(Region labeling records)
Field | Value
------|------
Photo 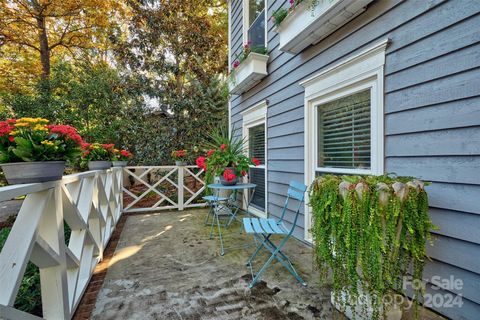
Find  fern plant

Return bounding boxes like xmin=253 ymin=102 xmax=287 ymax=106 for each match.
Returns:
xmin=309 ymin=175 xmax=435 ymax=319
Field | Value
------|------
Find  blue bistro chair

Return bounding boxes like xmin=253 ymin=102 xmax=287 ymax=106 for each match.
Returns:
xmin=243 ymin=181 xmax=307 ymax=288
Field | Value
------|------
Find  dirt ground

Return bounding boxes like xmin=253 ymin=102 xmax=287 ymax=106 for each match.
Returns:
xmin=92 ymin=210 xmax=343 ymax=320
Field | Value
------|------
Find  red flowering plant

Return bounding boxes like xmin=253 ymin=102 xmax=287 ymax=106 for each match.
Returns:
xmin=112 ymin=149 xmax=133 ymax=161
xmin=229 ymin=41 xmax=268 ymax=84
xmin=270 ymin=0 xmax=304 ymax=27
xmin=82 ymin=142 xmax=115 ymax=161
xmin=0 ymin=118 xmax=83 ymax=163
xmin=196 ymin=128 xmax=260 ymax=182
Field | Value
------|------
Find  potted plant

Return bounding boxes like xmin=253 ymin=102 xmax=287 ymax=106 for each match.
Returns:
xmin=310 ymin=175 xmax=434 ymax=319
xmin=82 ymin=143 xmax=115 ymax=170
xmin=172 ymin=150 xmax=187 ymax=166
xmin=196 ymin=129 xmax=260 ymax=185
xmin=112 ymin=149 xmax=133 ymax=167
xmin=0 ymin=118 xmax=82 ymax=184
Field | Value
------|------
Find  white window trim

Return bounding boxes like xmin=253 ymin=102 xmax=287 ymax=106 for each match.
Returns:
xmin=242 ymin=0 xmax=268 ymax=47
xmin=241 ymin=101 xmax=268 ymax=218
xmin=300 ymin=39 xmax=389 ymax=242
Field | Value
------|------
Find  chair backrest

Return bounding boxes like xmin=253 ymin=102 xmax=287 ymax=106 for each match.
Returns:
xmin=279 ymin=181 xmax=308 ymax=233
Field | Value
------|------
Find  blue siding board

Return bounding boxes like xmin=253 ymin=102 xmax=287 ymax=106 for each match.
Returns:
xmin=385 ymin=97 xmax=480 ymax=135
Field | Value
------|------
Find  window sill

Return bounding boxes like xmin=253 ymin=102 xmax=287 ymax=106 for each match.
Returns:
xmin=276 ymin=0 xmax=373 ymax=54
xmin=229 ymin=52 xmax=268 ymax=94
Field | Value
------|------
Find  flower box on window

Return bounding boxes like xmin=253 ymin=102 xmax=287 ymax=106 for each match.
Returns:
xmin=230 ymin=52 xmax=268 ymax=94
xmin=276 ymin=0 xmax=373 ymax=53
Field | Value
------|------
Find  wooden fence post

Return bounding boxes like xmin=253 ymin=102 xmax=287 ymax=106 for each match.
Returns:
xmin=178 ymin=166 xmax=185 ymax=211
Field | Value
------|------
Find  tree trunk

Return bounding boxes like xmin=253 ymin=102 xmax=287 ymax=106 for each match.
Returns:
xmin=36 ymin=16 xmax=50 ymax=80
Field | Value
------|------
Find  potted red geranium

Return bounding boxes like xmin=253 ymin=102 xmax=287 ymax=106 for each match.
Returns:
xmin=82 ymin=143 xmax=115 ymax=170
xmin=172 ymin=150 xmax=188 ymax=166
xmin=112 ymin=149 xmax=133 ymax=167
xmin=0 ymin=118 xmax=82 ymax=184
xmin=196 ymin=130 xmax=260 ymax=185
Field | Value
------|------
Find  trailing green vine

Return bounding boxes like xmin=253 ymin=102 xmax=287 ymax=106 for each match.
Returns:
xmin=270 ymin=0 xmax=333 ymax=27
xmin=310 ymin=175 xmax=435 ymax=319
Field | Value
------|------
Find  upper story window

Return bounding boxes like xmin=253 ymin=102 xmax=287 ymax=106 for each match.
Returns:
xmin=243 ymin=0 xmax=266 ymax=48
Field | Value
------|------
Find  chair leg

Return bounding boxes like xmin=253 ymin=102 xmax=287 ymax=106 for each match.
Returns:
xmin=247 ymin=235 xmax=270 ymax=266
xmin=215 ymin=209 xmax=225 ymax=256
xmin=248 ymin=235 xmax=307 ymax=288
xmin=210 ymin=207 xmax=218 ymax=240
xmin=204 ymin=204 xmax=213 ymax=225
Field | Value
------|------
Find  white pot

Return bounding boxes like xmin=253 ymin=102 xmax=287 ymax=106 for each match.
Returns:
xmin=330 ymin=285 xmax=402 ymax=320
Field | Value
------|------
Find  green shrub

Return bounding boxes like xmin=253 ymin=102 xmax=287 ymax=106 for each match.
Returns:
xmin=0 ymin=228 xmax=42 ymax=317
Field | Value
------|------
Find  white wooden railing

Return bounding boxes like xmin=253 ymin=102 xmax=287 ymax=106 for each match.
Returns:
xmin=123 ymin=166 xmax=205 ymax=212
xmin=0 ymin=168 xmax=123 ymax=319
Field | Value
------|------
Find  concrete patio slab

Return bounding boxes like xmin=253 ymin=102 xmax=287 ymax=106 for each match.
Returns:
xmin=92 ymin=210 xmax=336 ymax=319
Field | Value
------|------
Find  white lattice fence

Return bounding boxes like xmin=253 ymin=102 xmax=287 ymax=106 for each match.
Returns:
xmin=0 ymin=168 xmax=122 ymax=319
xmin=123 ymin=166 xmax=205 ymax=212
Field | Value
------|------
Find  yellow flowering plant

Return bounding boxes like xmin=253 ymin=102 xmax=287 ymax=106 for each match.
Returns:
xmin=0 ymin=118 xmax=83 ymax=163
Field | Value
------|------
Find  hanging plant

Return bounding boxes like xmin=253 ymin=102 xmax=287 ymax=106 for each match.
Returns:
xmin=229 ymin=41 xmax=268 ymax=85
xmin=310 ymin=175 xmax=434 ymax=319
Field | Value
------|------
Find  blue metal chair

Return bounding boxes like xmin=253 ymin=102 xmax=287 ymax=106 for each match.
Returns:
xmin=243 ymin=181 xmax=307 ymax=288
xmin=202 ymin=195 xmax=228 ymax=228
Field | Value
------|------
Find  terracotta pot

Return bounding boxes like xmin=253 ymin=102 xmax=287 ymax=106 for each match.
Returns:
xmin=88 ymin=161 xmax=112 ymax=170
xmin=112 ymin=161 xmax=128 ymax=167
xmin=1 ymin=161 xmax=65 ymax=184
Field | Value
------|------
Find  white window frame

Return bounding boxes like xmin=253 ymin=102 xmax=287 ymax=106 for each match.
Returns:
xmin=241 ymin=101 xmax=268 ymax=218
xmin=300 ymin=39 xmax=389 ymax=242
xmin=242 ymin=0 xmax=268 ymax=47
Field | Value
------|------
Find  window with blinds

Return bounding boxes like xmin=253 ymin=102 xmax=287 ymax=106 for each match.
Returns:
xmin=248 ymin=123 xmax=266 ymax=211
xmin=317 ymin=89 xmax=371 ymax=169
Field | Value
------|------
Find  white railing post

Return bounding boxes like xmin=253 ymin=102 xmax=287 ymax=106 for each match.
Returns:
xmin=178 ymin=166 xmax=185 ymax=211
xmin=0 ymin=168 xmax=122 ymax=319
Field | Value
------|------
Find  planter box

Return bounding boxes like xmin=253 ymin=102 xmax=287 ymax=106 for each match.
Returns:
xmin=88 ymin=161 xmax=112 ymax=170
xmin=112 ymin=161 xmax=128 ymax=167
xmin=276 ymin=0 xmax=373 ymax=53
xmin=1 ymin=161 xmax=65 ymax=184
xmin=229 ymin=52 xmax=268 ymax=94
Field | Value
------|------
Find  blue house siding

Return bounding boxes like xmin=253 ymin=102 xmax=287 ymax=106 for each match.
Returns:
xmin=231 ymin=0 xmax=480 ymax=319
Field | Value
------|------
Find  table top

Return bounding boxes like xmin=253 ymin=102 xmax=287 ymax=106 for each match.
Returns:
xmin=208 ymin=183 xmax=257 ymax=190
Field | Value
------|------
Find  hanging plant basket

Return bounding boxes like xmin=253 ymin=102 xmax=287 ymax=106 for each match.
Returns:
xmin=1 ymin=161 xmax=65 ymax=184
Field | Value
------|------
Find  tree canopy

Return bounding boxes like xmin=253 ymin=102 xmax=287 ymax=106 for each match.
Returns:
xmin=0 ymin=0 xmax=227 ymax=164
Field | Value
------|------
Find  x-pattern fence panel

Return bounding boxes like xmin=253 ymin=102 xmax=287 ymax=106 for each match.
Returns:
xmin=0 ymin=168 xmax=123 ymax=319
xmin=123 ymin=166 xmax=206 ymax=212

▸ What the task requires
Identify every line in the items above that contains the word "flowering", and copy each of those lines.

▸ Exercise solution
Find  red flowering plant
Find  yellow flowering plant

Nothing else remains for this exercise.